┌─ Data extract
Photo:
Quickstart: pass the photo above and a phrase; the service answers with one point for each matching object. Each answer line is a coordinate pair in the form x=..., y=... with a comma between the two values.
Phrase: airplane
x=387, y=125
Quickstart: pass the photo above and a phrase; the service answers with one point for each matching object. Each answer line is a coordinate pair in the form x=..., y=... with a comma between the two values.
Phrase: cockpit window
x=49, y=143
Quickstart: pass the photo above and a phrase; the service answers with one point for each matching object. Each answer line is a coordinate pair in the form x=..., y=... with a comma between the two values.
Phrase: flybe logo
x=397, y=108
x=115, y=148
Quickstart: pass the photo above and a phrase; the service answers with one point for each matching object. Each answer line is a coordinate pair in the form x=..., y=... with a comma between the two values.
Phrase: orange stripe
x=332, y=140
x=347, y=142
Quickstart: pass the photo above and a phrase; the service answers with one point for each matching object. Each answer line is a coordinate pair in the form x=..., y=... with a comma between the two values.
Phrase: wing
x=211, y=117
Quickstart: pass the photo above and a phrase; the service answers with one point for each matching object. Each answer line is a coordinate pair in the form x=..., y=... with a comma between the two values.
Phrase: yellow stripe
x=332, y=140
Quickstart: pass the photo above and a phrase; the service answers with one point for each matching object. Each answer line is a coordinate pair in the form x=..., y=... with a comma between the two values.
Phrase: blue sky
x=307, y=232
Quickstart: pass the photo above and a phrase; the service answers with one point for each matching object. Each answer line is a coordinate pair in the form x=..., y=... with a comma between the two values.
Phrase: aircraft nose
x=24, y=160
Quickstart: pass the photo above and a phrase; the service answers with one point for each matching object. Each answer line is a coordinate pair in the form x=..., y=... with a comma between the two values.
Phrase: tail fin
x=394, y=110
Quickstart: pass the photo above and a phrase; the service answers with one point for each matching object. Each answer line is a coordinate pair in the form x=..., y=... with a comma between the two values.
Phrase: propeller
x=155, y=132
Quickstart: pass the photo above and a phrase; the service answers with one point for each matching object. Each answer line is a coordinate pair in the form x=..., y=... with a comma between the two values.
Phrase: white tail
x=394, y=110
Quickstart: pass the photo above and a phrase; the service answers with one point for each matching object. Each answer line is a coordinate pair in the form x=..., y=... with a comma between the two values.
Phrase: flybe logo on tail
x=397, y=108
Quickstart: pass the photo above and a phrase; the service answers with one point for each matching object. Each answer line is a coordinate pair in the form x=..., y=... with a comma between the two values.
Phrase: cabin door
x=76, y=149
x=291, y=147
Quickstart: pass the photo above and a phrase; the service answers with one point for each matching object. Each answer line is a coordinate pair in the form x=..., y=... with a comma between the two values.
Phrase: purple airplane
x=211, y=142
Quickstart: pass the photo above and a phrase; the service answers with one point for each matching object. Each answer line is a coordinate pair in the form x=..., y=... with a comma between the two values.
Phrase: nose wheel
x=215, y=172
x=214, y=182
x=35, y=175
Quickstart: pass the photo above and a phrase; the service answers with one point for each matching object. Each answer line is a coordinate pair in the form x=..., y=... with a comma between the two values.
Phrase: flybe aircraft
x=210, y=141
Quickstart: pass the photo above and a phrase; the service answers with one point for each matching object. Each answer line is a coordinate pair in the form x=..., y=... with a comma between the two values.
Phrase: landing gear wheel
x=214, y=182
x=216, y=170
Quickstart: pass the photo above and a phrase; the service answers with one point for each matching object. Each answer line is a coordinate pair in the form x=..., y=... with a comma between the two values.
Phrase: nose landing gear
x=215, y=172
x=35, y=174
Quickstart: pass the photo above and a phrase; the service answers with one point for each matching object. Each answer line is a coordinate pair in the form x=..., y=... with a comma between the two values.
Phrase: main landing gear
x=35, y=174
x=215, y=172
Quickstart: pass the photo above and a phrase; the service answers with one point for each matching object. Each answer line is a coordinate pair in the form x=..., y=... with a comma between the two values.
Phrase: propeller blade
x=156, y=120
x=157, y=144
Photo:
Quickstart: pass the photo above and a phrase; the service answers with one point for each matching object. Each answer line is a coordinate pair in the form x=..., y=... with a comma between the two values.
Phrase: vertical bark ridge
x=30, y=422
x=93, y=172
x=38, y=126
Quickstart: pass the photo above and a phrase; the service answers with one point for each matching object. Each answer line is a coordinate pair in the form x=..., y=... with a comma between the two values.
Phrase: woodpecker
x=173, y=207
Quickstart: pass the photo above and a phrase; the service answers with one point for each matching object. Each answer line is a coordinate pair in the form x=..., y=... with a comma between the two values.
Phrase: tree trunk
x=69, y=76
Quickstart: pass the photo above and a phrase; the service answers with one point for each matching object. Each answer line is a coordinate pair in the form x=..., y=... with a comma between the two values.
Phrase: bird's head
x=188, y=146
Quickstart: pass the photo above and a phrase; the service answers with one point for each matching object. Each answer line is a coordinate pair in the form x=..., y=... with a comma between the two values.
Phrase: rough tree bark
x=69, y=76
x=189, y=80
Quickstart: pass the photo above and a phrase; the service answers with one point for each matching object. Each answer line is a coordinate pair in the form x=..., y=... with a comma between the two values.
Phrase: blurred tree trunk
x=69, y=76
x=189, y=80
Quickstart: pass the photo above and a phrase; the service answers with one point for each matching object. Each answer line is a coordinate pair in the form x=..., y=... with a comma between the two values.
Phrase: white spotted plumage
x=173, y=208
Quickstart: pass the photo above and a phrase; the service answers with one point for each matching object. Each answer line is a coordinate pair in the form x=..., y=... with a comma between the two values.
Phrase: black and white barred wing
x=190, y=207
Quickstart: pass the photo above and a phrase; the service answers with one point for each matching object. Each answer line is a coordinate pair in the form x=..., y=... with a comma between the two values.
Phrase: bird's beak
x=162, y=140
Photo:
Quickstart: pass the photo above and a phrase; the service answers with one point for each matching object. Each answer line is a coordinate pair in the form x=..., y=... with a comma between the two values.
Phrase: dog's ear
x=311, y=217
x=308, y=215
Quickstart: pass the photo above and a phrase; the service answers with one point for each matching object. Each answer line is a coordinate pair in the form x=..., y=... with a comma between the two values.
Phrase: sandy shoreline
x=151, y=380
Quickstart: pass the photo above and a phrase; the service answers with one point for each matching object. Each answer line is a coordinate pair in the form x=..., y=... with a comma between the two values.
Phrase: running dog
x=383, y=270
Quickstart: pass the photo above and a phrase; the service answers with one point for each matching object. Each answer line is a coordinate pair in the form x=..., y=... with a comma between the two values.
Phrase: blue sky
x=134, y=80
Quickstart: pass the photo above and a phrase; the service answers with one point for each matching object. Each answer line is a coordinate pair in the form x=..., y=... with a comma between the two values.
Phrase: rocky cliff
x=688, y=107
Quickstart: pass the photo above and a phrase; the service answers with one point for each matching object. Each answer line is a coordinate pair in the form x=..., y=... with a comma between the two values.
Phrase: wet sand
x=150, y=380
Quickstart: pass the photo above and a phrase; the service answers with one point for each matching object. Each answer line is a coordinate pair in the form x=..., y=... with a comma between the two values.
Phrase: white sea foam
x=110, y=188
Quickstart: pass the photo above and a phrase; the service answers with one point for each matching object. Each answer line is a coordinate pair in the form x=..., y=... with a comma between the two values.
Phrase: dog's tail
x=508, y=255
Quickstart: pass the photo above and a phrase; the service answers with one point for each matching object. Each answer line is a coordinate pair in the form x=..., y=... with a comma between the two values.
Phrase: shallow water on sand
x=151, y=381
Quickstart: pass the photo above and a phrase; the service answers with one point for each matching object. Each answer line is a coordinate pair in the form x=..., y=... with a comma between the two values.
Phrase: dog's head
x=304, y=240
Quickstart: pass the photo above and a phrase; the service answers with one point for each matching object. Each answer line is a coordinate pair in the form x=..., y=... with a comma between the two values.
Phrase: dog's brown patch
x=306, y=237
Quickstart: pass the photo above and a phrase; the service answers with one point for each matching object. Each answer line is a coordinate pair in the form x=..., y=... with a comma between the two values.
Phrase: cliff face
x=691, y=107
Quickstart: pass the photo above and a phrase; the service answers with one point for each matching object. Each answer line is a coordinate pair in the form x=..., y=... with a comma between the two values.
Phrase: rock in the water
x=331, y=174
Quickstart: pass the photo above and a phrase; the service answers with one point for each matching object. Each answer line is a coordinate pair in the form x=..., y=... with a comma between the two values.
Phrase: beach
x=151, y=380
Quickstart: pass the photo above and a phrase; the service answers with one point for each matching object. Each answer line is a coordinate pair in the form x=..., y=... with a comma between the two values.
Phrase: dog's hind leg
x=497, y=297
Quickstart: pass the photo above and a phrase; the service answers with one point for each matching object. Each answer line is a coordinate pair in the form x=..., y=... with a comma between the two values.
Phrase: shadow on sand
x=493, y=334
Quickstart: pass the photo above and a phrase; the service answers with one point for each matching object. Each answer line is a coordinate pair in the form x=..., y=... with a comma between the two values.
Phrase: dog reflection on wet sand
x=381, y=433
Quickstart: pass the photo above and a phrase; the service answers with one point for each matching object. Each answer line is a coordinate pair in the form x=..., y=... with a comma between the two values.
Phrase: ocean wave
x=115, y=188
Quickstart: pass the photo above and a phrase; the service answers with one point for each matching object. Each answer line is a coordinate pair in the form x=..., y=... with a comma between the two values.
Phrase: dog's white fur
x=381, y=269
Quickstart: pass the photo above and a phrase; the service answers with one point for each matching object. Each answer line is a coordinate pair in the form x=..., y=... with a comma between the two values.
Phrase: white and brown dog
└─
• What to work on: Pick out and copy every line in the items above that contains the string "landing". Matching is case-sensitive.

• In response:
Phrase: landing gear wheel
Phrase: nose landing gear
Phrase: main landing gear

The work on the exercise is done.